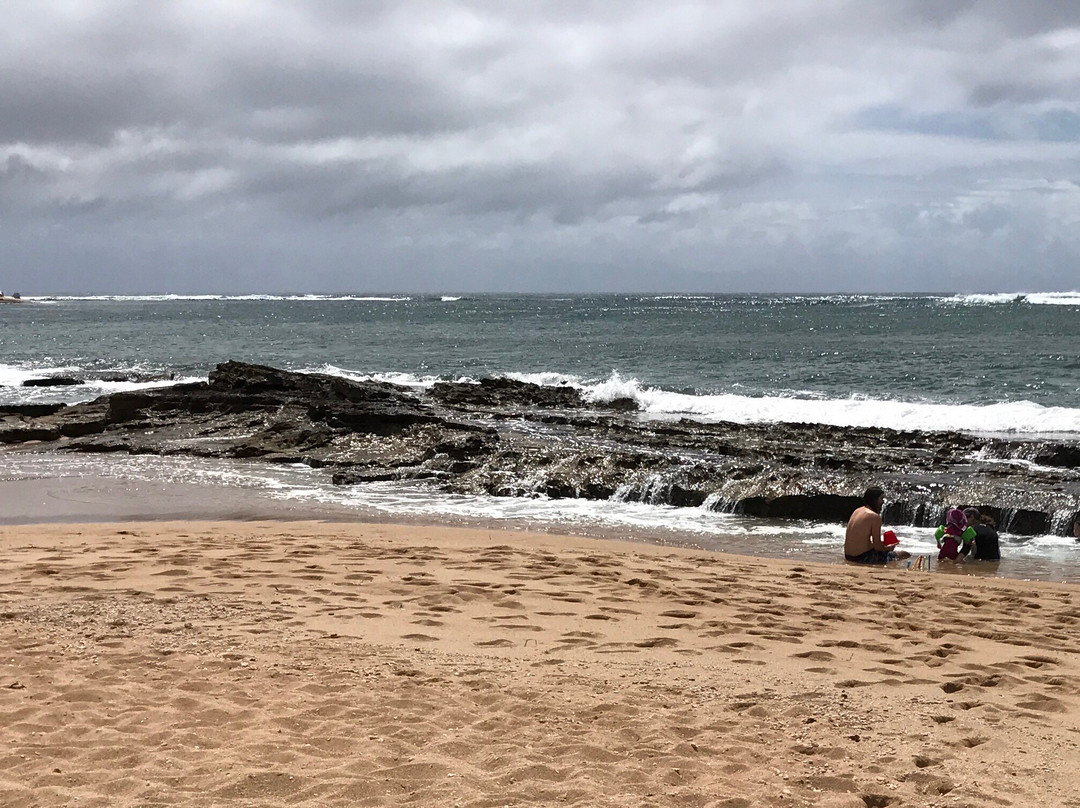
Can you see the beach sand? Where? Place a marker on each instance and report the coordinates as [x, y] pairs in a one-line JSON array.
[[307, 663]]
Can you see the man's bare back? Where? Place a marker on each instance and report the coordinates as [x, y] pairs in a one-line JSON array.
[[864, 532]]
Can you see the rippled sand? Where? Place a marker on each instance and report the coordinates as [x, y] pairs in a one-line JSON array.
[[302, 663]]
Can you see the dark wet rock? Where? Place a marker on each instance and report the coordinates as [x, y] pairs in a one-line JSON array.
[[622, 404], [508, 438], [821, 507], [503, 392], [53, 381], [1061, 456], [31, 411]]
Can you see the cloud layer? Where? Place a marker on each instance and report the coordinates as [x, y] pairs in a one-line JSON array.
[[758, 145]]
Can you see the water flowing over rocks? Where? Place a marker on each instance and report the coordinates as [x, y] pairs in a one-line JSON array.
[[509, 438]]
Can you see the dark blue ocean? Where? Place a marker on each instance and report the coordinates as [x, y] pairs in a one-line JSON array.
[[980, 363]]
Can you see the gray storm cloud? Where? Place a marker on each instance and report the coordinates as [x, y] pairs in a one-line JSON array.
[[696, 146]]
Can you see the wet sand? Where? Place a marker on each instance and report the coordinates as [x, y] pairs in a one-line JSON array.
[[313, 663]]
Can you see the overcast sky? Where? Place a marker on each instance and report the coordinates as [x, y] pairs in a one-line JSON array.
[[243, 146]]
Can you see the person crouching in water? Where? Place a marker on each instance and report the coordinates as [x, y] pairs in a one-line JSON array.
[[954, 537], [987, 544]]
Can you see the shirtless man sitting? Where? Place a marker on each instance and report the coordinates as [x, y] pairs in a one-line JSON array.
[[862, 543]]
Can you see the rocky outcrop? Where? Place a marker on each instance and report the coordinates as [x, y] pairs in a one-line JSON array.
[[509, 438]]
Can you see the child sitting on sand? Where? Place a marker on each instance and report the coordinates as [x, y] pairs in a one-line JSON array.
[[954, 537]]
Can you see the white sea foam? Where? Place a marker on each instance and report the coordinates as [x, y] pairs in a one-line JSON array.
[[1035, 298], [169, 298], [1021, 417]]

════════

Find "Can you see the child" in the data above, then repeat that line and all lines after it exactly, ending with the final line.

Your response.
Can you see the child sitting on sand? Where? Place a marker on each instance and report the coordinates as [x, y] pairs in a one-line JSON array.
[[954, 537]]
Can you see the white sea foam? Where? Place a marker on each instance and report the coordinates as [x, y] pairs in a one-line JSON array.
[[1035, 298], [169, 298], [1021, 417]]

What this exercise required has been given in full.